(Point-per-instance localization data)
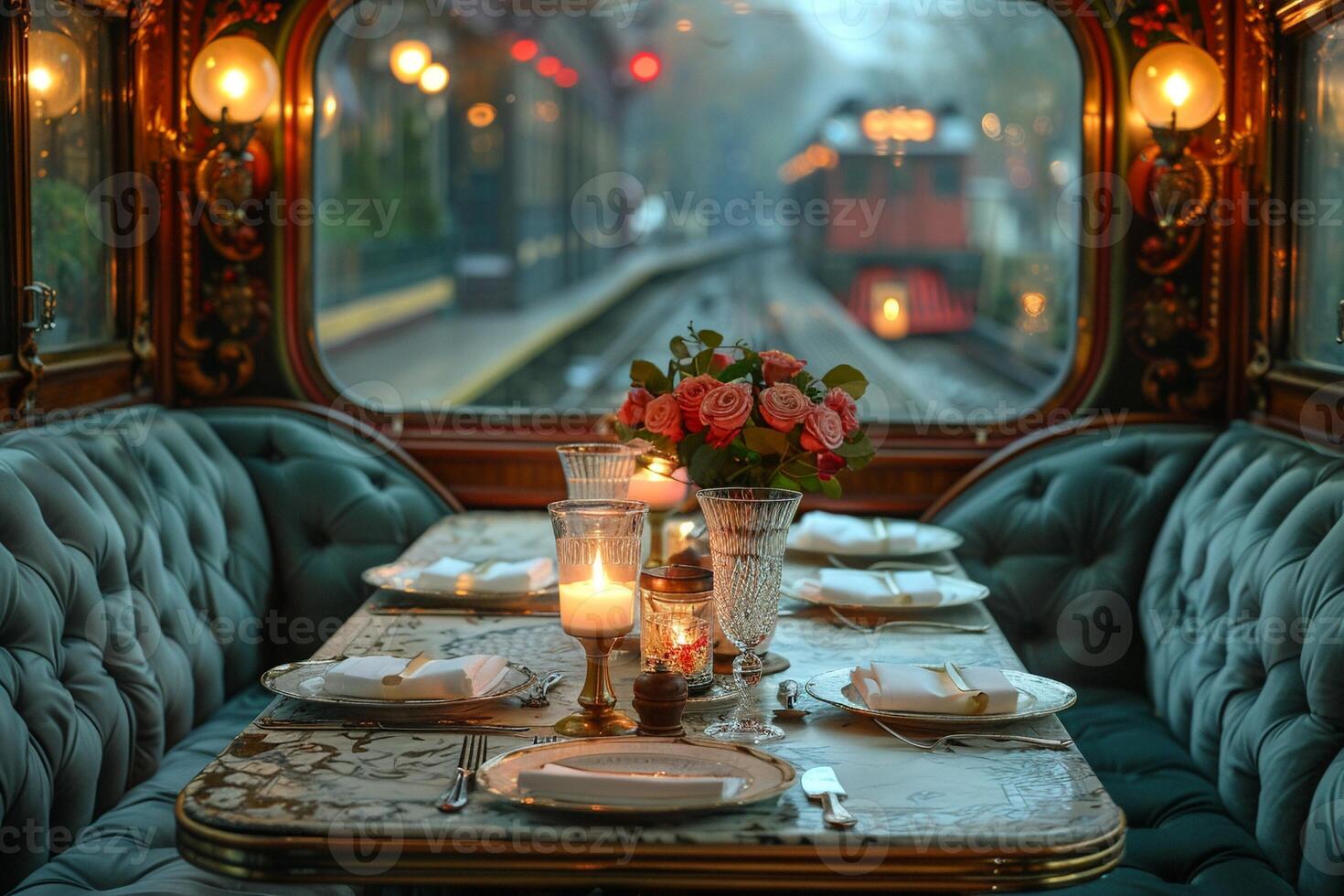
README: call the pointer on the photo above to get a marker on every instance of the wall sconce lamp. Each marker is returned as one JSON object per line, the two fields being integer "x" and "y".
{"x": 233, "y": 80}
{"x": 1178, "y": 89}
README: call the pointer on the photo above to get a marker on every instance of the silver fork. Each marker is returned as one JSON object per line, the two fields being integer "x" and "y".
{"x": 946, "y": 569}
{"x": 1049, "y": 743}
{"x": 468, "y": 761}
{"x": 906, "y": 624}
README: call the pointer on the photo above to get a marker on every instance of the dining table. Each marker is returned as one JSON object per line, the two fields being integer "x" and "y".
{"x": 314, "y": 793}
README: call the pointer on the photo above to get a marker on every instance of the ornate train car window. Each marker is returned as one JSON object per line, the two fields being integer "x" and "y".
{"x": 517, "y": 205}
{"x": 1317, "y": 314}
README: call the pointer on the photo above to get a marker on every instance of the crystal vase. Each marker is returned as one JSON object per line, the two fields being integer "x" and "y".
{"x": 748, "y": 531}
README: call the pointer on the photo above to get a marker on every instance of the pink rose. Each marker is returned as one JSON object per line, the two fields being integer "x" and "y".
{"x": 688, "y": 394}
{"x": 632, "y": 411}
{"x": 780, "y": 366}
{"x": 841, "y": 403}
{"x": 725, "y": 410}
{"x": 663, "y": 417}
{"x": 821, "y": 430}
{"x": 828, "y": 464}
{"x": 784, "y": 406}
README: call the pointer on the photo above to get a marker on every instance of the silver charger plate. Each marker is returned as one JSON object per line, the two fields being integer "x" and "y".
{"x": 403, "y": 578}
{"x": 1037, "y": 699}
{"x": 763, "y": 775}
{"x": 304, "y": 681}
{"x": 929, "y": 539}
{"x": 955, "y": 592}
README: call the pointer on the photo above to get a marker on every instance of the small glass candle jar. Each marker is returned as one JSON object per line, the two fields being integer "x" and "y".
{"x": 677, "y": 623}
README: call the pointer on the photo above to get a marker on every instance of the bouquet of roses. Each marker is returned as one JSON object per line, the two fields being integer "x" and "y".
{"x": 731, "y": 415}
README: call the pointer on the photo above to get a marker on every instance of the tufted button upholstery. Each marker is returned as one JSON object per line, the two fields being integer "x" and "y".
{"x": 1062, "y": 535}
{"x": 1230, "y": 767}
{"x": 140, "y": 561}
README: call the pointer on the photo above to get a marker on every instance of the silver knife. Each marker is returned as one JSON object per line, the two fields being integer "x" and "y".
{"x": 821, "y": 784}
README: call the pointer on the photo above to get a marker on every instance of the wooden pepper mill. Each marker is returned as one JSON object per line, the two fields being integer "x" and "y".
{"x": 660, "y": 700}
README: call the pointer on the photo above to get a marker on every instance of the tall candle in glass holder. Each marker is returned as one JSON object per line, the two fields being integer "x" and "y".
{"x": 597, "y": 607}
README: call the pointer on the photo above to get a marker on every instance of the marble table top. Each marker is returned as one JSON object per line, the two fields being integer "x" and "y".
{"x": 299, "y": 795}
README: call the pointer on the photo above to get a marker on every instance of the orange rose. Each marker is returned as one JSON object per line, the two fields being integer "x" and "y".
{"x": 725, "y": 410}
{"x": 632, "y": 411}
{"x": 841, "y": 403}
{"x": 778, "y": 367}
{"x": 688, "y": 394}
{"x": 821, "y": 430}
{"x": 784, "y": 406}
{"x": 663, "y": 417}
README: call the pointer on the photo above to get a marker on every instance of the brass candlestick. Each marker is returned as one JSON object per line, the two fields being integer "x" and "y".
{"x": 598, "y": 716}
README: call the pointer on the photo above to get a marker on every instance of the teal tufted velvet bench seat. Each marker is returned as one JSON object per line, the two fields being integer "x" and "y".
{"x": 152, "y": 564}
{"x": 1191, "y": 586}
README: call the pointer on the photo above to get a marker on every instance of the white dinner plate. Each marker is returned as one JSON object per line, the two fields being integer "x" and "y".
{"x": 763, "y": 776}
{"x": 405, "y": 579}
{"x": 955, "y": 592}
{"x": 1037, "y": 698}
{"x": 929, "y": 539}
{"x": 304, "y": 681}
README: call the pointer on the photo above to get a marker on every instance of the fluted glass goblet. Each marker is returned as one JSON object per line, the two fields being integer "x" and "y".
{"x": 748, "y": 531}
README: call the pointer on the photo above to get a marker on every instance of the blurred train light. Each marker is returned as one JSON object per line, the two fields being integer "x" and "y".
{"x": 434, "y": 78}
{"x": 480, "y": 114}
{"x": 409, "y": 58}
{"x": 889, "y": 309}
{"x": 525, "y": 50}
{"x": 645, "y": 66}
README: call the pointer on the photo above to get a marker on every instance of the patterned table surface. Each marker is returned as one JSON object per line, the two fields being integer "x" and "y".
{"x": 329, "y": 804}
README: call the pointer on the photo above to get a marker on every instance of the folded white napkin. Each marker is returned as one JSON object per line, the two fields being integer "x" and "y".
{"x": 562, "y": 782}
{"x": 886, "y": 587}
{"x": 492, "y": 577}
{"x": 826, "y": 532}
{"x": 379, "y": 677}
{"x": 905, "y": 688}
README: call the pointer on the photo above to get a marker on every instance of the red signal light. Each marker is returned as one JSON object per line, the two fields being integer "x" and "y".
{"x": 525, "y": 50}
{"x": 645, "y": 66}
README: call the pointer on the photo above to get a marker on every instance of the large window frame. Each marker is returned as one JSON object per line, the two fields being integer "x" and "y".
{"x": 1296, "y": 395}
{"x": 100, "y": 372}
{"x": 499, "y": 465}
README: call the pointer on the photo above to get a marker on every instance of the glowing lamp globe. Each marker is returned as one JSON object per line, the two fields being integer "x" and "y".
{"x": 409, "y": 58}
{"x": 56, "y": 73}
{"x": 1176, "y": 86}
{"x": 234, "y": 78}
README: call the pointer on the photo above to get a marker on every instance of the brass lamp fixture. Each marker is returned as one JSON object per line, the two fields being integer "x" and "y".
{"x": 1178, "y": 89}
{"x": 233, "y": 80}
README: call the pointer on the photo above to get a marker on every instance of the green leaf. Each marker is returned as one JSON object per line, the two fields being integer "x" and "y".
{"x": 862, "y": 446}
{"x": 765, "y": 441}
{"x": 847, "y": 378}
{"x": 709, "y": 337}
{"x": 706, "y": 465}
{"x": 649, "y": 377}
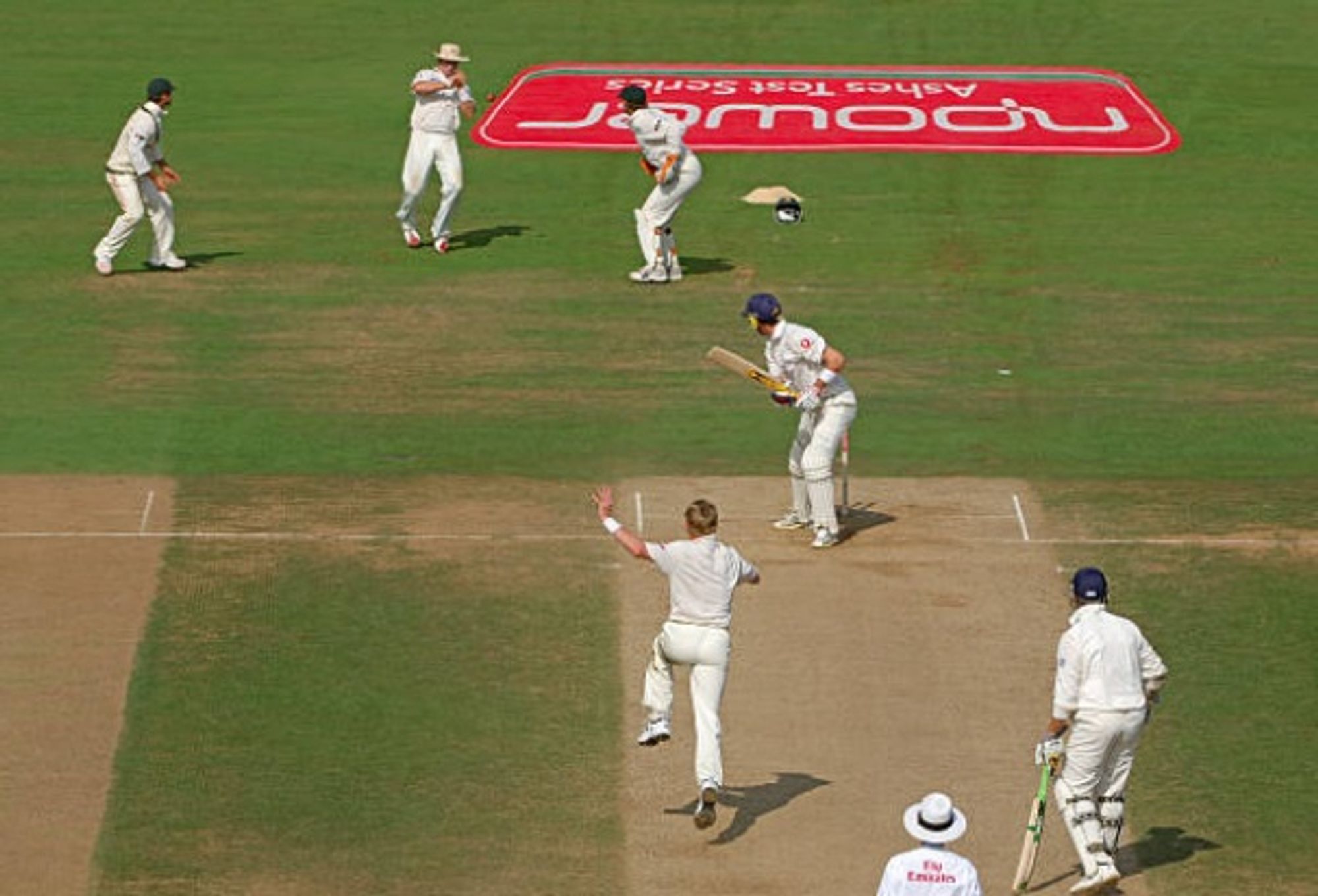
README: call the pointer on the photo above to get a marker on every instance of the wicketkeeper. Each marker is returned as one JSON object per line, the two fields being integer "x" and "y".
{"x": 1108, "y": 679}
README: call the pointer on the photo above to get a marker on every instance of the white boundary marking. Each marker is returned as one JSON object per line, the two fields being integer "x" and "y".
{"x": 1021, "y": 517}
{"x": 147, "y": 512}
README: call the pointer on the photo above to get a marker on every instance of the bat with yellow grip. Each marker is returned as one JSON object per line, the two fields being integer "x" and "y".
{"x": 740, "y": 366}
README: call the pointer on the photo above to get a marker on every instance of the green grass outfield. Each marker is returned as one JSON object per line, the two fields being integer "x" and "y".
{"x": 1157, "y": 314}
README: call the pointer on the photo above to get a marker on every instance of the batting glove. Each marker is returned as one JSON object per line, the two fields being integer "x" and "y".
{"x": 1048, "y": 750}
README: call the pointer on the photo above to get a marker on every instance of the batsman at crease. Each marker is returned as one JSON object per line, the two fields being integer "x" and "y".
{"x": 814, "y": 370}
{"x": 1108, "y": 679}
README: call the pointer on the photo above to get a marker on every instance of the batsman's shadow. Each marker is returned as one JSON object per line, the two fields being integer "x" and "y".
{"x": 487, "y": 235}
{"x": 1158, "y": 847}
{"x": 1162, "y": 847}
{"x": 860, "y": 517}
{"x": 751, "y": 803}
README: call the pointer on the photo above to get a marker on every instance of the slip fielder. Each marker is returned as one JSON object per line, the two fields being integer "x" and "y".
{"x": 442, "y": 96}
{"x": 1108, "y": 677}
{"x": 675, "y": 171}
{"x": 140, "y": 179}
{"x": 803, "y": 360}
{"x": 703, "y": 574}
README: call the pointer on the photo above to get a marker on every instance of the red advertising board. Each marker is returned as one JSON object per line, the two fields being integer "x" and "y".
{"x": 857, "y": 109}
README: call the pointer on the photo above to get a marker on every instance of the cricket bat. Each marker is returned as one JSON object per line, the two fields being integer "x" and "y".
{"x": 1034, "y": 831}
{"x": 740, "y": 366}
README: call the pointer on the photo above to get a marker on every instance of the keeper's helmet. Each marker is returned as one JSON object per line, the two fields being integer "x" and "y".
{"x": 788, "y": 211}
{"x": 762, "y": 309}
{"x": 1089, "y": 584}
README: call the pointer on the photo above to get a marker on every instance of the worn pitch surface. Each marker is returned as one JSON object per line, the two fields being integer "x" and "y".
{"x": 72, "y": 613}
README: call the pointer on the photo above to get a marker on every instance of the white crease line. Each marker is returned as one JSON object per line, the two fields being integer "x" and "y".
{"x": 310, "y": 537}
{"x": 1021, "y": 517}
{"x": 147, "y": 512}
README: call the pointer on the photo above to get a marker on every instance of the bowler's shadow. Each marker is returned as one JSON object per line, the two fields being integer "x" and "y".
{"x": 751, "y": 803}
{"x": 484, "y": 237}
{"x": 693, "y": 266}
{"x": 857, "y": 518}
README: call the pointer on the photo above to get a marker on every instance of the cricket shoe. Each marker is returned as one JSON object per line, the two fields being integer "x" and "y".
{"x": 706, "y": 812}
{"x": 824, "y": 540}
{"x": 1104, "y": 877}
{"x": 173, "y": 263}
{"x": 650, "y": 275}
{"x": 791, "y": 520}
{"x": 656, "y": 732}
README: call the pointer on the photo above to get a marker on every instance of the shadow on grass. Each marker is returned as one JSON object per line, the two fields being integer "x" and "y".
{"x": 751, "y": 803}
{"x": 1159, "y": 847}
{"x": 694, "y": 267}
{"x": 1162, "y": 847}
{"x": 484, "y": 237}
{"x": 204, "y": 259}
{"x": 856, "y": 518}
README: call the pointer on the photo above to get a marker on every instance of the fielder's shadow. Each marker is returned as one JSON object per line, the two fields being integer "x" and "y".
{"x": 204, "y": 259}
{"x": 857, "y": 518}
{"x": 694, "y": 267}
{"x": 1159, "y": 847}
{"x": 751, "y": 803}
{"x": 484, "y": 237}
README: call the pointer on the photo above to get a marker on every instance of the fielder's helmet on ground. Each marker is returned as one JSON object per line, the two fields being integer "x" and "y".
{"x": 764, "y": 309}
{"x": 1089, "y": 584}
{"x": 788, "y": 211}
{"x": 158, "y": 88}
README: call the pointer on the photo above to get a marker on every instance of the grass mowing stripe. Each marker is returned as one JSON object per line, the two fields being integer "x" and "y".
{"x": 368, "y": 721}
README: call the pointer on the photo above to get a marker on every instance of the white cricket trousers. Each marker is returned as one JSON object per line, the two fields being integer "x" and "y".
{"x": 429, "y": 151}
{"x": 706, "y": 650}
{"x": 139, "y": 197}
{"x": 662, "y": 206}
{"x": 811, "y": 459}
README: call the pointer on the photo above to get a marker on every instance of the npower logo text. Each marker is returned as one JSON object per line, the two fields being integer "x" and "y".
{"x": 574, "y": 106}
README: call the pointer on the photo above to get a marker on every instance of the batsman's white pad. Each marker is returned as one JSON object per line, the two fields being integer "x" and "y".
{"x": 1080, "y": 812}
{"x": 1112, "y": 816}
{"x": 646, "y": 238}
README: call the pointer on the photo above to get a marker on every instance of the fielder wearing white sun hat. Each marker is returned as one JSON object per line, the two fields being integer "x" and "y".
{"x": 935, "y": 820}
{"x": 450, "y": 53}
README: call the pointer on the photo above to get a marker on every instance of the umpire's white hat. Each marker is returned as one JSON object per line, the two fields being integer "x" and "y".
{"x": 935, "y": 820}
{"x": 450, "y": 53}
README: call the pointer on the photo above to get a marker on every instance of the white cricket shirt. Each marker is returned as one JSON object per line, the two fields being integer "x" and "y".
{"x": 139, "y": 146}
{"x": 795, "y": 355}
{"x": 1103, "y": 665}
{"x": 660, "y": 135}
{"x": 930, "y": 872}
{"x": 438, "y": 113}
{"x": 703, "y": 573}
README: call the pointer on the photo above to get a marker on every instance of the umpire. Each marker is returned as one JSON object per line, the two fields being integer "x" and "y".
{"x": 1108, "y": 678}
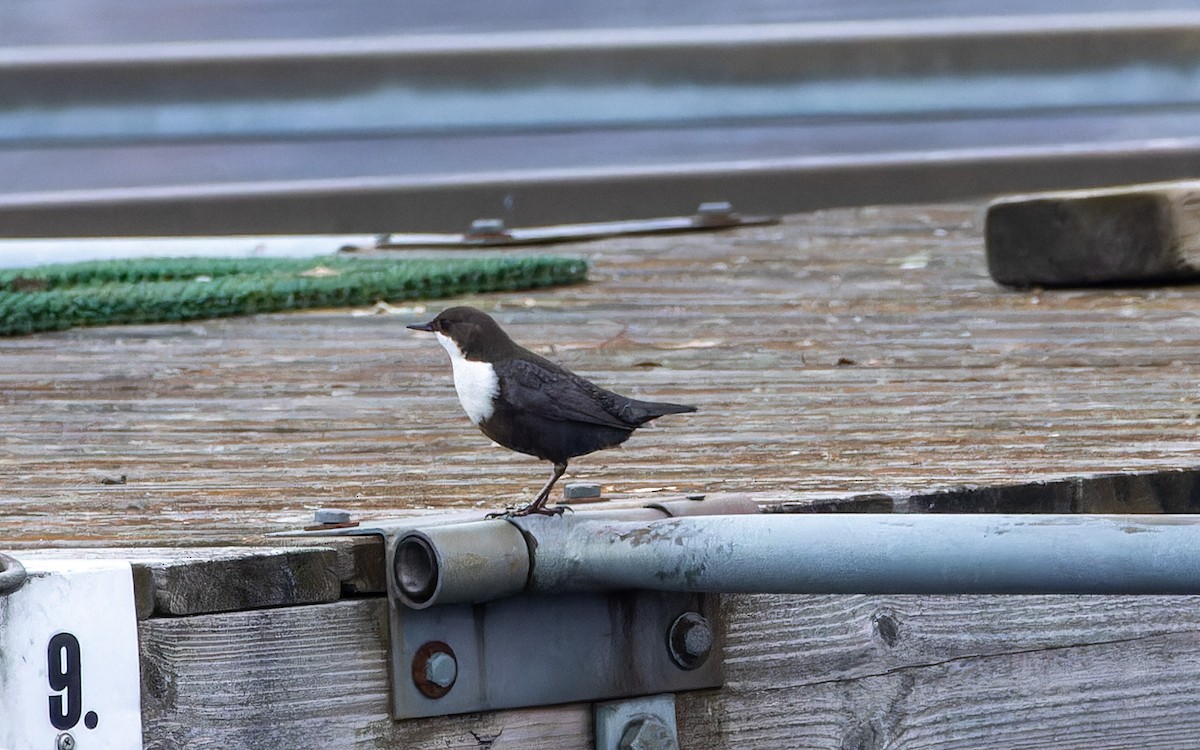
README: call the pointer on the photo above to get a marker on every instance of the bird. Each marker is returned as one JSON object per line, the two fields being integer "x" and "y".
{"x": 531, "y": 405}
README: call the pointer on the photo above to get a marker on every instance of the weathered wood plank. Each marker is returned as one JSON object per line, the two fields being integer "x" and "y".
{"x": 802, "y": 671}
{"x": 1128, "y": 235}
{"x": 229, "y": 429}
{"x": 309, "y": 677}
{"x": 873, "y": 672}
{"x": 201, "y": 580}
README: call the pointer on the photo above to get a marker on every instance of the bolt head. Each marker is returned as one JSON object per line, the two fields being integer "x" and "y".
{"x": 690, "y": 640}
{"x": 647, "y": 733}
{"x": 442, "y": 670}
{"x": 435, "y": 669}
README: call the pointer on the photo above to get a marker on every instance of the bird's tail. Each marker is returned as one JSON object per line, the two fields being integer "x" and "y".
{"x": 642, "y": 412}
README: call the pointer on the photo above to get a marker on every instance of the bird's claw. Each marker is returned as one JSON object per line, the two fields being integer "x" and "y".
{"x": 529, "y": 510}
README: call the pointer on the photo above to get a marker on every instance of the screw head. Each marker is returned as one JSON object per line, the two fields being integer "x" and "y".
{"x": 647, "y": 733}
{"x": 435, "y": 669}
{"x": 331, "y": 515}
{"x": 690, "y": 640}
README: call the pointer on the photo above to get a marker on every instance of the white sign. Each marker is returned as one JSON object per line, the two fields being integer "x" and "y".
{"x": 69, "y": 659}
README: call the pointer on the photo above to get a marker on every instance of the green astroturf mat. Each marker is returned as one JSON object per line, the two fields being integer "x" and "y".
{"x": 168, "y": 289}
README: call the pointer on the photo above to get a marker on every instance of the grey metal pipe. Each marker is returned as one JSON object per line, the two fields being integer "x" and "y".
{"x": 865, "y": 553}
{"x": 876, "y": 553}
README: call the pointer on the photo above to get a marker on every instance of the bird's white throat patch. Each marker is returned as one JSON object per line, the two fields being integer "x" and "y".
{"x": 475, "y": 382}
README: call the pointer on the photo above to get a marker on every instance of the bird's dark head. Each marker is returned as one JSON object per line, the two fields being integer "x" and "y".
{"x": 477, "y": 335}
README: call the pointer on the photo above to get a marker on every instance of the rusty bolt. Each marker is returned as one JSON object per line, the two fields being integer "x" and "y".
{"x": 647, "y": 733}
{"x": 690, "y": 640}
{"x": 435, "y": 669}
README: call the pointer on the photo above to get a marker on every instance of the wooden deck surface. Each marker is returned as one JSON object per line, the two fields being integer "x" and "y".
{"x": 839, "y": 353}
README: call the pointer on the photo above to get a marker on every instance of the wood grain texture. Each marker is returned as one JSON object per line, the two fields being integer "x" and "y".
{"x": 839, "y": 353}
{"x": 1120, "y": 235}
{"x": 874, "y": 672}
{"x": 201, "y": 580}
{"x": 862, "y": 672}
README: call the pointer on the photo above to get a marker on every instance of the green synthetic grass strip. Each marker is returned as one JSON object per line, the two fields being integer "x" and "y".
{"x": 172, "y": 289}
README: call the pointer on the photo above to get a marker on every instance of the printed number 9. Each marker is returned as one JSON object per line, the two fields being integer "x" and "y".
{"x": 63, "y": 665}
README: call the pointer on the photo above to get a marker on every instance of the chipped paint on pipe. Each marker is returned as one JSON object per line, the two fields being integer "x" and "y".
{"x": 870, "y": 553}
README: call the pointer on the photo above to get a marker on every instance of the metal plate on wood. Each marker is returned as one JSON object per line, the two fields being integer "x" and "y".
{"x": 539, "y": 651}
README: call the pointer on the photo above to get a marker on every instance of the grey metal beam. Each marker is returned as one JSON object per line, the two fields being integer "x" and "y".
{"x": 841, "y": 553}
{"x": 570, "y": 195}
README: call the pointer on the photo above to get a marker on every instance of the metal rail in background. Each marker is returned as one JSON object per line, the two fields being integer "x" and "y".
{"x": 821, "y": 553}
{"x": 427, "y": 132}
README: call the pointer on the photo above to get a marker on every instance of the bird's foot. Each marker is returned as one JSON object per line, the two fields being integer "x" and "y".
{"x": 531, "y": 510}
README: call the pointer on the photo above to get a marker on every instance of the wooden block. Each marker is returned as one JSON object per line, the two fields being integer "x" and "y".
{"x": 1121, "y": 235}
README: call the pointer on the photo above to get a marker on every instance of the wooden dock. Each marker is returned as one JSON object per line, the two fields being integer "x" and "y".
{"x": 851, "y": 353}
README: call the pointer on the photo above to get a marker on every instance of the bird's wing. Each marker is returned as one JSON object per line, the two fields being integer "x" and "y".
{"x": 557, "y": 394}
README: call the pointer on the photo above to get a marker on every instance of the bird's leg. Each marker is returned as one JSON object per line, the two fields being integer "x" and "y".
{"x": 539, "y": 503}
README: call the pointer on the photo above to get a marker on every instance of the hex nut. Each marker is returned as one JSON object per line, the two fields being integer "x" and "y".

What is needed = Starting at the line that contains "the bird's foot.", write out every line through the end of the entries, exactly and with nothing added.

Output for this task =
README: call the pointer on the photo above to get a marker on every instance of the bird's foot. Each marker is returned as one JSON object per line, the two fields being integer "x" and "y".
{"x": 531, "y": 510}
README: call the pointer on the photo above to get a marker on every instance of the wooden block. Each marker is returned as one JSON object per line, the two fields being integer "x" and "y".
{"x": 1121, "y": 235}
README: call the pointer on the photo above to get a marker on every instance of the wooden dock. Each marker is returned as one JSON object per line, the two fields being integer "x" and "y".
{"x": 851, "y": 353}
README: call the pointer on the photo above to get a marker on every instance of the bird's wing. Each marker is returned as one JSON object per line, the two fields being integer "x" and "y".
{"x": 557, "y": 394}
README: call the pointer on the photo above to get a marker on every instance of the bird's leg. Each marker is returned as one JSON object per line, the two fields being integer "x" and "y".
{"x": 539, "y": 503}
README: call the pointer on the photo above to get a marker on every instance of the hex nut. Each marker is returned as one JSON object per line, the two fields being integer "x" and "y".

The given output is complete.